**TEXTO FORNECIDO:**
======

A impressão digital que deixou no universo castrense é bem mais profunda. Jorge Gonçalves, a   quem coube o elogio na cerimónia de doutoramento, sublinhou o seu papel na reestruturação dos serviços farmacêuticos militares, impelida pelo fim da guerra colonial, a implementação do uso do Formulário Nacional de Medicamentos no Hospital Militar Principal e a criação da primeira Comissão de Farmácia e Terapêutica do estabelecimento de saúde.



A primeira função pública “civil” que Aranda da Silva desempenha, entre 1990 e 1993, é de director-geral dos Assuntos Farmacêuticos. Apanhado de surpresa pelo convite, pede 15 dias para reflectir. Amigos como João Silveira, da Direcção da ANF, incentivam-no a avançar. Nas mãos do ministro da Saúde, Arlindo de Carvalho, deposita um documento, curto mas focado, como se de um caderno reivindicativo se tratasse: defende a conversão da direção-geral em instituto público e a criação de um laboratório de controlo de qualidade de medicamentos, com vista ao desenvolvimento do mercado de genéricos.

«Perfeitamente anacrónica»: eis como descreve a direcção-geral. Instalações dispersas e quadro de pessoal desmotivado são a face negra de um organismo cujos serviços de inspecção se reduziam a um funcionário. O salário, longe de generoso, não lhe rouba entusiasmo. Para suprir a falta de peritos, apoia-se nas faculdades. Não corta cabeças, nem toma atitudes drásticas, mas vai levando a água ao seu moinho.

======

[Entradas guardadas]
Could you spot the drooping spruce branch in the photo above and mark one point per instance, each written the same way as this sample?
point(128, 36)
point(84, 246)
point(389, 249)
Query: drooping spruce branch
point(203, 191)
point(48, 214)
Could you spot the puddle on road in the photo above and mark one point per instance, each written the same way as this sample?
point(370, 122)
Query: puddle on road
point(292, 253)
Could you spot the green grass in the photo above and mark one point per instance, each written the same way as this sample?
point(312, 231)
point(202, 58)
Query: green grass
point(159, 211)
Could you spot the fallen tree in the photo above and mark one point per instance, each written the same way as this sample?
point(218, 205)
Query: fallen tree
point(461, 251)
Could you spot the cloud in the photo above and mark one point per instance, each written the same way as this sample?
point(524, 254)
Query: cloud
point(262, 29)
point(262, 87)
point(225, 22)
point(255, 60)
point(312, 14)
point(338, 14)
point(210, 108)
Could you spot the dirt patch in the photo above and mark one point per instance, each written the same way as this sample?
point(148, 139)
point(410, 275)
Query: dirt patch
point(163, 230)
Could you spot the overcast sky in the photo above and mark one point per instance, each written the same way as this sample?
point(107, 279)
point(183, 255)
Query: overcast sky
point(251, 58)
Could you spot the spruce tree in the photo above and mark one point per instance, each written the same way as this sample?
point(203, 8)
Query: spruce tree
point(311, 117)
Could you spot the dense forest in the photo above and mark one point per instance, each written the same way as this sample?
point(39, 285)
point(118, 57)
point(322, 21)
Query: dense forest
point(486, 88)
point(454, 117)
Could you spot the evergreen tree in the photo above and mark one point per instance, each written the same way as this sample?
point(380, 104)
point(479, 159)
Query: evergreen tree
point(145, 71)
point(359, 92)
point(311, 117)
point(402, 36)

======

**O QUE SE PEDE:** No texto sobre Aranda da Silva, substitua "reestruturação" por "reorganização" e transcreva o trecho que começa em "A impressão digital" e segue até "estabelecimento de saúde.".

**RESOLUÇÃO DO EXERCÍCIO:**
A impressão digital que deixou no universo castrense é bem mais profunda. Jorge Gonçalves, a   quem coube o elogio na cerimónia de doutoramento, sublinhou o seu papel na reorganização dos serviços farmacêuticos militares, impelida pelo fim da guerra colonial, a implementação do uso do Formulário Nacional de Medicamentos no Hospital Militar Principal e a criação da primeira Comissão de Farmácia e Terapêutica do estabelecimento de saúde.